FRAGMENTO PROPORCIONADO =>
──────
# [off topic] kde 4.2.2

## JuanSimpson

KDE 4.2.2 muy buena versión, cambié hace poco de la versión 3.5.10 a la 4.1 pero no era muy bueno, había muchos errores al dibujar los widgets y el texto, pero esta nueva versión ya es casi estable, tiene pequeños detalles por corregir pero en general funcionan bien todos los programas.

El escritorio ya casi es completamente configurable (panles, widgets, toolbars, etc) los colores, los estilos, las aplicaciones gtk se ven muy bien.

Podría decir que sin los eféctos gráficos (creo que no funcionan lento con mi chip gráfico de mi laptop) me atrevería a decir que se ejecuta más rápido que la serie 3.5. sin mencionar que tode se ve myt bien ahora.

Deberían probar kde 4.2.2 para quien aún no lo tenga, yo creo que si vale la pena compilarlo  :Very Happy: 

Saludos !

----------

## pelelademadera

todo muy lindo. pero el problema que tengo es amarok

no me carga la coleccion.... como si no encontrara musica,

la tengo que agregar desde los archivos.
──────
DATOS REGISTRADOS =>
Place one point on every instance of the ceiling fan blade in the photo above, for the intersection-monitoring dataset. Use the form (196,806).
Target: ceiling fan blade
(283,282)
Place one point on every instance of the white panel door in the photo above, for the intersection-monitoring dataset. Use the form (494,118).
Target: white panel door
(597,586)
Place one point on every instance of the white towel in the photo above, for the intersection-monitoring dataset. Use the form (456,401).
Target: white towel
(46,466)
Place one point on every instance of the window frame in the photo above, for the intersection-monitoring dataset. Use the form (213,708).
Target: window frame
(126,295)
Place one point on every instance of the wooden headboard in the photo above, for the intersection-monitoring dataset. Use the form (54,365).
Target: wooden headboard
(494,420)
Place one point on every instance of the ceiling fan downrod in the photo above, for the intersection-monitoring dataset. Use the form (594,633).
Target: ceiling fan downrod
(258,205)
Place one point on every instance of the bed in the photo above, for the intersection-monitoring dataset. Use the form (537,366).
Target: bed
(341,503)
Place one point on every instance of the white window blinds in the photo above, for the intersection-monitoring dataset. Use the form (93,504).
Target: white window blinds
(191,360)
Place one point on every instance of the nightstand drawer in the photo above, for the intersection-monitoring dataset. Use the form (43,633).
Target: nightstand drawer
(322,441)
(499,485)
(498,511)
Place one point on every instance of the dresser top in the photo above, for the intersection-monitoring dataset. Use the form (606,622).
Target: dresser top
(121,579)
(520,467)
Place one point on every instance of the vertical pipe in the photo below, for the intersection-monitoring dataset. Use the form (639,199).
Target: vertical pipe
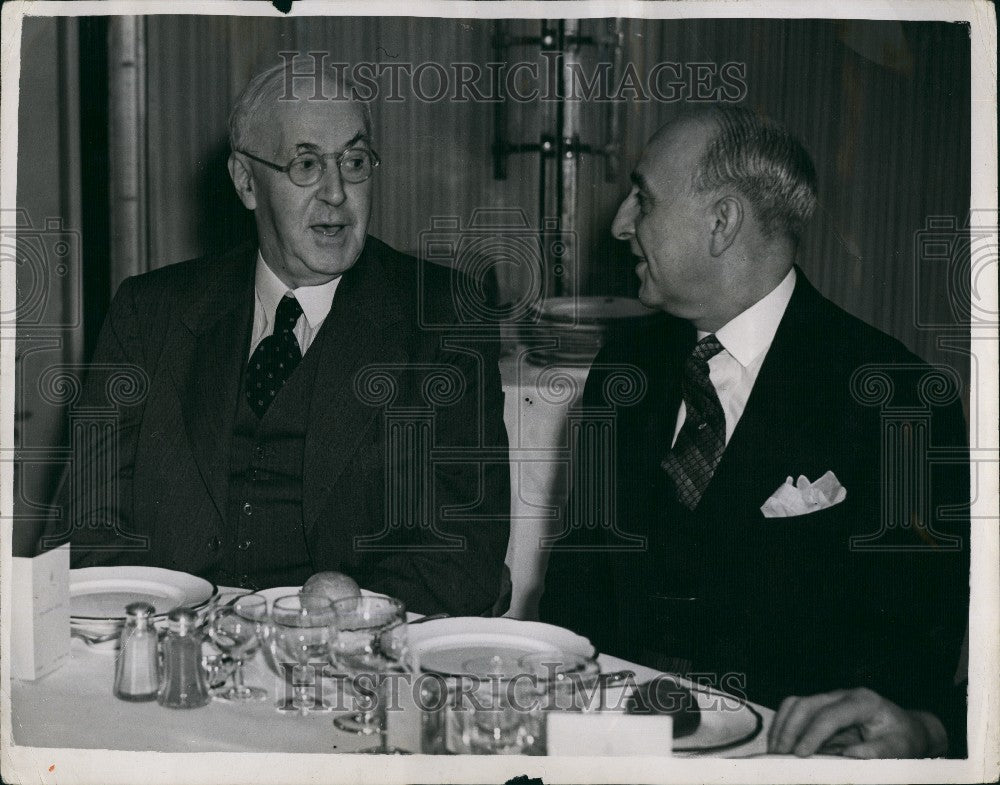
(127,145)
(569,115)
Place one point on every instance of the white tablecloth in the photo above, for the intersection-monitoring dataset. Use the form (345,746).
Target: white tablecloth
(74,707)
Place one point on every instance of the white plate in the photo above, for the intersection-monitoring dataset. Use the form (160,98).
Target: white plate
(98,595)
(469,644)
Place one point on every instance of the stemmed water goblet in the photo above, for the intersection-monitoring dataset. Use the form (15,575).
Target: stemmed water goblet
(369,641)
(300,631)
(236,630)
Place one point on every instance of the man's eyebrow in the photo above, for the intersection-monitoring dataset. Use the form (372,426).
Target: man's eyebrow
(360,136)
(639,181)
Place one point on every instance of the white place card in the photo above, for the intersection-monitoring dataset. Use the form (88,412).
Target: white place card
(608,733)
(40,637)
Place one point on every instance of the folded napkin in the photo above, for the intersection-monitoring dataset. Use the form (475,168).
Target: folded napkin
(803,497)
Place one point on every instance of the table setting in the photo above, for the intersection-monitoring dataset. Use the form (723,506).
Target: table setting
(165,661)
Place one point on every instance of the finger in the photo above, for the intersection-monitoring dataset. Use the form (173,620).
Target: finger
(799,716)
(853,709)
(868,750)
(780,720)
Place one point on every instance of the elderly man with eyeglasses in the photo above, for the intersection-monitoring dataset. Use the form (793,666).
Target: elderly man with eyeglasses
(289,397)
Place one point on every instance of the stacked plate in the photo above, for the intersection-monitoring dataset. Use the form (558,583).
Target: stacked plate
(99,595)
(476,646)
(578,325)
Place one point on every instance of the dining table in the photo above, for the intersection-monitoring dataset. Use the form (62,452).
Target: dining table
(74,707)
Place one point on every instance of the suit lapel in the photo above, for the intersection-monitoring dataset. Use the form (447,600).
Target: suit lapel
(208,356)
(784,398)
(361,329)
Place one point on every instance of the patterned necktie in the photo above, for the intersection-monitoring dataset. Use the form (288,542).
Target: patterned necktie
(275,357)
(702,438)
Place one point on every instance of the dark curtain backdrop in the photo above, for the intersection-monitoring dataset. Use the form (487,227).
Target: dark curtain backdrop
(884,108)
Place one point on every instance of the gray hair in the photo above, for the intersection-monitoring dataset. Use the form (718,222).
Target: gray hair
(268,87)
(768,166)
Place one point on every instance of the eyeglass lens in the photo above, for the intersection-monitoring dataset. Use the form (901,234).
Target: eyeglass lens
──────
TAREAS =>
#1 Cambia "escritorio" por "entorno" y copia de nuevo el hilo sobre KDE 4.2.2, comenzando en "El escritorio ya" y terminando en "myt bien ahora.".
#2 En el hilo sobre KDE 4.2.2, ¿con qué programa tiene problemas pelelademadera?
#3 Prolonga el hilo sobre KDE 4.2.2 a partir de su última frase.

RESPUESTAS =>
#1
El entorno ya casi es completamente configurable (panles, widgets, toolbars, etc) los colores, los estilos, las aplicaciones gtk se ven muy bien.

Podría decir que sin los eféctos gráficos (creo que no funcionan lento con mi chip gráfico de mi laptop) me atrevería a decir que se ejecuta más rápido que la serie 3.5. sin mencionar que tode se ve myt bien ahora.

#2 Con Amarok, que no le carga la colección.

#3
con respecto a kde.

desde la 4.1 mejoro muchisimo a la 4.0 y la 4.2 tambien mejoro muchisimo.

anda de 10, pero faltan apps

----------

## JuanSimpson

puedes usar los programas del 3.5 sin problemas, yo tengo media-sound/amarok-1.4.10_p20090130-r1 y otros  :Very Happy: 

----------

## pelelademadera

solucionado lo de amarok.

es incompatibilidad con mysql

claramente solucione enmascarando

=dev-db/mysql-5.0.76-r1

=media-sound/amarok-2.0.2-r1

----------

## Coghan

 *pelelademadera wrote:*   

> solucionado lo de amarok.
> 
> es incompatibilidad con mysql
> 
> claramente solucione enmascarando
> ...

 

¿Porqué enmascarar mysql?, ¿no es mejor quitar la USE mysql?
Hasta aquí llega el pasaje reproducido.